Records:
--- begin ---

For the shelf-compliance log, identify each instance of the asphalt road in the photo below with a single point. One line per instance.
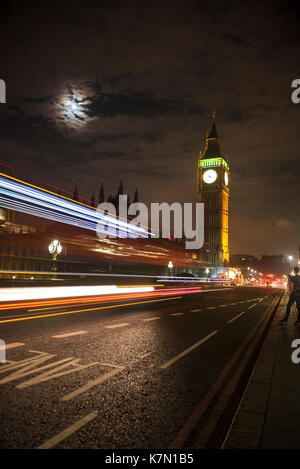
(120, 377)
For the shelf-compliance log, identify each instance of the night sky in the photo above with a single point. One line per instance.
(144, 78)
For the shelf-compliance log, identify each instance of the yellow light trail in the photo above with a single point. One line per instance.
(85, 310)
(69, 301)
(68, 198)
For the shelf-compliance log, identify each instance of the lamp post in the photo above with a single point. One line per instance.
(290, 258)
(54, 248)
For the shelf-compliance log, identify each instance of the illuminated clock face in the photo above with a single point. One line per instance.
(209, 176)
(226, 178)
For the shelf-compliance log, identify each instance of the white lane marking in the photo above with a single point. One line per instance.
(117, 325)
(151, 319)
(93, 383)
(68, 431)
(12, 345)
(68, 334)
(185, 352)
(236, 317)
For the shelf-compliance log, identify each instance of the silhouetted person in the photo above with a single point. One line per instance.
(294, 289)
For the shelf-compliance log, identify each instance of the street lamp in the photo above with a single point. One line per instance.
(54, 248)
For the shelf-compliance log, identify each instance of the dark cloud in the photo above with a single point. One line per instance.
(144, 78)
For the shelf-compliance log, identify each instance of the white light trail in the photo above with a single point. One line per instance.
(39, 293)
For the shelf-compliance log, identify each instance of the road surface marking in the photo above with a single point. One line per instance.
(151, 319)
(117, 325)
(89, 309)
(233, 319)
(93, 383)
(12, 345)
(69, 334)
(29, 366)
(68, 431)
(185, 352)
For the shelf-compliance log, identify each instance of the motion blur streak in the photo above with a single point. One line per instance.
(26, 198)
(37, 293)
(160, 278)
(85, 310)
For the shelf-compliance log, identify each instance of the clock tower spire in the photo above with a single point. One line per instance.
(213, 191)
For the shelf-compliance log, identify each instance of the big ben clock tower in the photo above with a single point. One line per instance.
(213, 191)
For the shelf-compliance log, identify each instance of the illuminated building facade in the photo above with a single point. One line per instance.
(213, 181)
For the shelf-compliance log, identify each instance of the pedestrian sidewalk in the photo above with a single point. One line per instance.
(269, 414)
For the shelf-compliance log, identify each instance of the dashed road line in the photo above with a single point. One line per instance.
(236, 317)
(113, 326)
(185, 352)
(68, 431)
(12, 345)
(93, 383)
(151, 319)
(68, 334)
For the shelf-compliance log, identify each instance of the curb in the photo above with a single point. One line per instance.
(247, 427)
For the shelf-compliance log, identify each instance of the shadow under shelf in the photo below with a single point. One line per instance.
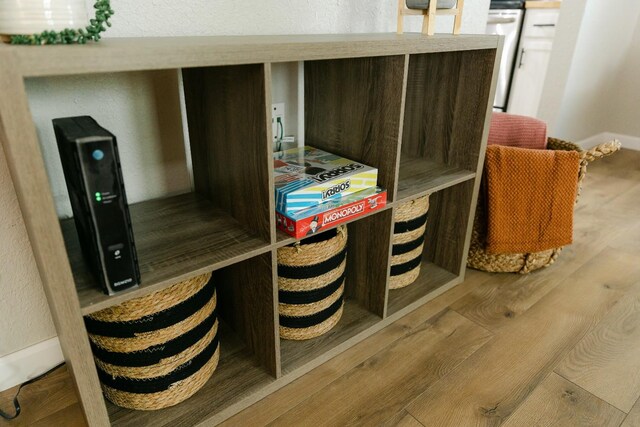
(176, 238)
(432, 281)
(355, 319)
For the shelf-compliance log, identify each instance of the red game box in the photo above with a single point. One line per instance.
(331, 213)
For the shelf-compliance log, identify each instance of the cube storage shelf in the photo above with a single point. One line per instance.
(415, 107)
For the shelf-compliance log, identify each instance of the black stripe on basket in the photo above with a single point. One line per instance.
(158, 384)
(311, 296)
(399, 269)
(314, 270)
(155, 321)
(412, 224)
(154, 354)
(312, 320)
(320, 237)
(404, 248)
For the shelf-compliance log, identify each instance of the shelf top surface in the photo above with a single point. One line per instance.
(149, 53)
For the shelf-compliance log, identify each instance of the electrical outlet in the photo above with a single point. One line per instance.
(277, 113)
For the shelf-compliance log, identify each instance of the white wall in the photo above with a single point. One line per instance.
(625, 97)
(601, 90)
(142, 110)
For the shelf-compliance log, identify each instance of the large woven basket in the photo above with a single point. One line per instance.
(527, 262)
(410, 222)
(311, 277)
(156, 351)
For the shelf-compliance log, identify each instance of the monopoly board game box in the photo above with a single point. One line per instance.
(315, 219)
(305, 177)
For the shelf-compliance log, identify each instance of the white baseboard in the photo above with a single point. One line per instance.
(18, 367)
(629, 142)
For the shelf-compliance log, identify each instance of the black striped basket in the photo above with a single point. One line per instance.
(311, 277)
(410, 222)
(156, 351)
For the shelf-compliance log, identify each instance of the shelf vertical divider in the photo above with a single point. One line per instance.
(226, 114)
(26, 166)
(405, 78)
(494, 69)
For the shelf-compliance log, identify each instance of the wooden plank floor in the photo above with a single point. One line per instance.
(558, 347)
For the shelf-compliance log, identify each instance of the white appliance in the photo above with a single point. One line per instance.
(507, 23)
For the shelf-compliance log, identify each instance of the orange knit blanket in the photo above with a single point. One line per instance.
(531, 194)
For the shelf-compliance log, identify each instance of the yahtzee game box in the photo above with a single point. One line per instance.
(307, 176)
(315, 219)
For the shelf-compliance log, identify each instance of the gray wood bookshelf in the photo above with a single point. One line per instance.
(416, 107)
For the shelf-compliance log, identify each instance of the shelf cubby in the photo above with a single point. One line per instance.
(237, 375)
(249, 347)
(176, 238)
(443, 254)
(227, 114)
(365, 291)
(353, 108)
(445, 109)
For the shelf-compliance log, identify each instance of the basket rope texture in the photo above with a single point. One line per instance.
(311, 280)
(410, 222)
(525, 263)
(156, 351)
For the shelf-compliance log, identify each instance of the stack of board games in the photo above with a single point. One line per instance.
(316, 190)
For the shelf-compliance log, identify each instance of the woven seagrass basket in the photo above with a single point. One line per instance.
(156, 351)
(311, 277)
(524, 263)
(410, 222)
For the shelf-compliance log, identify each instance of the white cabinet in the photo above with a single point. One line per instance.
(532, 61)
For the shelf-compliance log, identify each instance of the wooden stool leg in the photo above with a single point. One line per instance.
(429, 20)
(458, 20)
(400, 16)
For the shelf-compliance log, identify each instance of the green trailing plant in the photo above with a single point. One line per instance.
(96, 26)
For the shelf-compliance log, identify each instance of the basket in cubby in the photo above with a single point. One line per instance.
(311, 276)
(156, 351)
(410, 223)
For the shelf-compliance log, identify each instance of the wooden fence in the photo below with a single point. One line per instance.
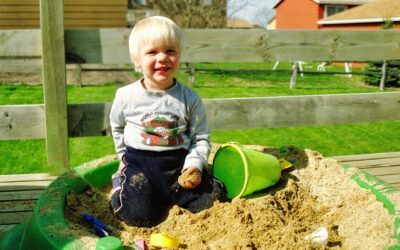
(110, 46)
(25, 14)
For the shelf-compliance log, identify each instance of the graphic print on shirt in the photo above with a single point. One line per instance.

--- end ---

Task description: Rewrite all the records with "shelf-compliance log" swapped for "inventory audit log" and everything else unchanged. Leave the pictures out of your answer.

The answer:
For the inventory audit log, identify each instance of the asphalt road in the photo below with a single point. One line per instance.
(120, 377)
For the inventory audit log, identify each instance of the night sky in the photo above with a single point. One line per instance.
(144, 78)
For the inventory audit log, identify each instance of the yellow light trail in the photo above with a single point. One line per instance.
(85, 310)
(69, 301)
(68, 198)
For the inventory audit log, identify each instance of the lamp post in the photo above with a single point. One line per instance.
(290, 258)
(54, 248)
For the inventory audit log, identify each instance of the illuminated clock face in the photo above with a single point. One line per instance.
(209, 176)
(226, 178)
For the inventory audit log, identify each instance of the white lane marking in the photo above with a single point. One line per instance.
(117, 325)
(151, 319)
(93, 383)
(68, 431)
(12, 345)
(68, 334)
(185, 352)
(236, 317)
For the inventory audit log, identify each instance of the silhouetted person in the photo above with a single point. One line per instance.
(294, 289)
For the inventory audit log, identify each instance of the street lamp in the photo above with a single point. One line per instance.
(54, 248)
For the inventory audit log, identify each instance of the dark cloud in the photo above with a single point. One line per instance.
(144, 78)
For the inventory audit log, identify each instance of the white light trail in the photo above with a single point. One line per instance.
(39, 293)
For the inventory audit log, identify each instance of the road surface marking in the photo above with a single point. One line per instance.
(151, 319)
(117, 325)
(89, 309)
(233, 319)
(93, 383)
(12, 345)
(69, 334)
(29, 366)
(68, 431)
(185, 352)
For the inventory audit log, identify each instance of the motion blur streak in the photo above with a single point. One line per instance.
(26, 198)
(37, 293)
(160, 278)
(85, 310)
For the inventory audit log, identify each instance of the clock tower spire in the photo above with a single point. One line per instance.
(213, 191)
For the inventory audit log, identify each instance of the big ben clock tower in the photo above with a single point. One line per instance.
(213, 191)
For the inventory audit log, identify each instance of the illuminated building facade in the photo above with a single point. One line per instance.
(213, 181)
For the inventory audit log, identify each instance of the pedestrian sidewalk in the photo above with a single point. One line per instance.
(269, 414)
For the inventory audit log, identify each instance of the dashed road line in the photo above with a single point. One line per instance.
(236, 317)
(113, 326)
(185, 352)
(68, 431)
(12, 345)
(93, 383)
(151, 319)
(68, 334)
For the inventory audit log, identify each instance of the curb in the photo above with a single point. One line per instance.
(247, 427)
For the inventory audit log, identify each instance of the shadow under shelf in the photo below with a single point. One line per instance.
(176, 238)
(432, 281)
(355, 319)
For the inventory audit log, identify each instance of the red game box in the photo above with a single point. One line per instance.
(331, 213)
For the inventory audit log, identify each instance of the cube storage shelf in the photo above with a single point. One line per instance.
(415, 107)
For the inventory audit log, identify each instance of the black stripe on basket in the photo above with a single point. One line per instance.
(158, 384)
(311, 296)
(399, 269)
(314, 270)
(155, 321)
(412, 224)
(154, 354)
(312, 320)
(320, 237)
(404, 248)
For the inventory audit log, identify each instance of the shelf top surface in the photo above with a single point. One line per instance.
(149, 53)
For the inventory audit log, identify each instance of the electrical outlet in the photo above with a single point. One line per instance.
(277, 113)
For the inventory audit log, identify each instance of the white wall in the photo above with a single point. One line per instance.
(625, 97)
(601, 90)
(142, 110)
For the inventory audit log, identify each instance of the large woven basket in the photo above with a single point. One line per instance.
(527, 262)
(410, 222)
(311, 277)
(156, 351)
For the inventory audit log, identify each instance of the monopoly board game box in the photo above with a single point. One line per instance.
(315, 219)
(305, 177)
For the inventory audit log, identify each instance of the white baseboard in the photo above with a single point. One line per instance.
(18, 367)
(629, 142)
For the inventory audit log, identify each instance of the black striped basket in the photo above with a single point. One line per instance.
(311, 277)
(410, 222)
(156, 351)
For the inventory audit log, identify each instance of the shelf vertical divider in the photo above with a single point. One line per instance.
(226, 114)
(26, 166)
(405, 78)
(494, 69)
For the inventory audit log, identify each instance of the wooden plank floor in the photo above with a single point. One line per instance.
(558, 347)
For the inventory audit log, identify each instance of the white appliance in the photo above with a single point. One line per instance.
(507, 23)
For the inventory audit log, identify each instance of the orange knit blanket in the photo above with a single point. One line per instance.
(531, 194)
For the inventory audit log, identify each instance of the yahtzee game box in the photo above with a single point. One line per instance.
(307, 176)
(315, 219)
For the inventory audit log, identify each instance of the gray wood bookshelf in the photo above with a single point. One line per instance.
(416, 107)
For the inventory audit log, identify each instance of the shelf cubby in the photo above with a single point. One line per instance.
(237, 375)
(249, 347)
(176, 238)
(443, 254)
(227, 114)
(365, 291)
(353, 108)
(445, 109)
For the inventory audit log, identify each instance of the basket rope texture in the photo above with a single point. One line per instance.
(311, 280)
(410, 222)
(525, 263)
(156, 351)
For the inventory audit log, identify each instance of the stack of board games in the photo above with a single point. One line per instance.
(316, 190)
For the inventory audit log, identify each instance of the woven seagrass basket in the photo above with a single point. One line per instance.
(156, 351)
(311, 277)
(524, 263)
(410, 222)
For the inventory audit log, identify each instance of the white cabinet in the photo above with a single point. One line per instance.
(532, 61)
For the inventory audit log, identify each instance of the wooden stool leg in the photo above with a single point. One line per instance.
(429, 20)
(458, 20)
(400, 16)
For the inventory audit log, identify each instance of the green trailing plant in the photo above with a single point. One line per instance.
(96, 26)
For the inventory audit log, identify each instance of the basket in cubby in the photo above with a single point. One line per instance.
(311, 276)
(156, 351)
(410, 223)
For the inventory audit log, identify each instance of the wooden fence in the photo below with a single point. One line per instance.
(110, 46)
(25, 14)
For the inventory audit log, identify each instance of the graphic print on shirt in the photo above with a single point. One line per instance.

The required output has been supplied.